## Exercise directions
Format the data as a numbered list, one entry per line, leaving out blank lines.

## The records

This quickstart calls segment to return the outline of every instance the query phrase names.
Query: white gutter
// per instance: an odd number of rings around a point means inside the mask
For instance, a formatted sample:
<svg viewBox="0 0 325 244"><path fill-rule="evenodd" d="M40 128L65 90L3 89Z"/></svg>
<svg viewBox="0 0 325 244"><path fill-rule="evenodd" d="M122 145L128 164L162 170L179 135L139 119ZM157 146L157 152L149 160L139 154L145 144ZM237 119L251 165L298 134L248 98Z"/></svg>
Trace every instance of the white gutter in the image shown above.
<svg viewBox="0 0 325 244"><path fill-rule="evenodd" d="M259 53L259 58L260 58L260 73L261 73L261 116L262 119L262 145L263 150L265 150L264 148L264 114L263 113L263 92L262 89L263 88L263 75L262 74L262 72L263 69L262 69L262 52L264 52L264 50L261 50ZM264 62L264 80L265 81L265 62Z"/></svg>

## Solution to this problem
1. This quickstart calls segment to return the outline of every instance the query phrase names.
2. Query: white gutter
3. // per instance: an odd number of rings around a point means inside the mask
4. For instance, a formatted sample:
5. <svg viewBox="0 0 325 244"><path fill-rule="evenodd" d="M40 128L65 90L3 89Z"/></svg>
6. <svg viewBox="0 0 325 244"><path fill-rule="evenodd" d="M122 145L128 164L162 170L179 135L139 119ZM157 146L157 152L149 160L139 154L145 144ZM237 119L251 165L298 134L248 98Z"/></svg>
7. Trace every instance of the white gutter in the image shown above.
8. <svg viewBox="0 0 325 244"><path fill-rule="evenodd" d="M259 53L259 58L260 58L260 73L261 73L261 116L262 119L262 145L263 150L265 150L264 148L264 114L263 113L263 92L262 89L263 88L263 75L262 74L262 72L263 69L262 69L262 52L264 52L264 50L261 50ZM264 62L264 80L265 81L265 62Z"/></svg>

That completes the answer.